::: 제공 자료

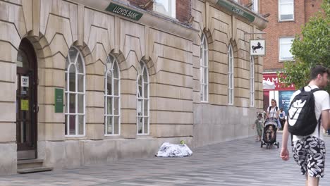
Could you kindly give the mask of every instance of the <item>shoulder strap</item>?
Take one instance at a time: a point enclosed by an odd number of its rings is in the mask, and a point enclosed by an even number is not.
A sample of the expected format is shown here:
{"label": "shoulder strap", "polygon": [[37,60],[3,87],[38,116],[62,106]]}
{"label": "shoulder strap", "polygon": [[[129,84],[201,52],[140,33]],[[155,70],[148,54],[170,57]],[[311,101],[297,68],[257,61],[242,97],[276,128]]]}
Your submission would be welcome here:
{"label": "shoulder strap", "polygon": [[314,88],[314,89],[312,89],[310,92],[314,93],[314,92],[315,92],[317,91],[319,91],[319,90],[320,90],[319,88]]}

::::::

과제 내용 >> 위 자료를 처음부터 끝까지 한 글자도 바꾸지 말고 그대로 옮겨 적으세요. 단, 그림은 빼고 적으세요.

문제 풀이 >>
Could you kindly give the mask of every instance of the <item>shoulder strap</item>?
Take one instance at a time: a point enclosed by an odd number of its rings is in the mask, and a point enclosed by an even number is not.
A sample of the expected format is shown here:
{"label": "shoulder strap", "polygon": [[37,60],[3,87],[38,116],[62,106]]}
{"label": "shoulder strap", "polygon": [[[129,84],[201,52],[140,33]],[[155,70],[148,54],[170,57]],[[311,101],[297,68],[257,61],[242,97],[276,128]]]}
Your submission would be welcome here:
{"label": "shoulder strap", "polygon": [[314,88],[314,89],[312,89],[310,92],[314,93],[314,92],[315,92],[317,91],[319,91],[319,90],[320,90],[319,88]]}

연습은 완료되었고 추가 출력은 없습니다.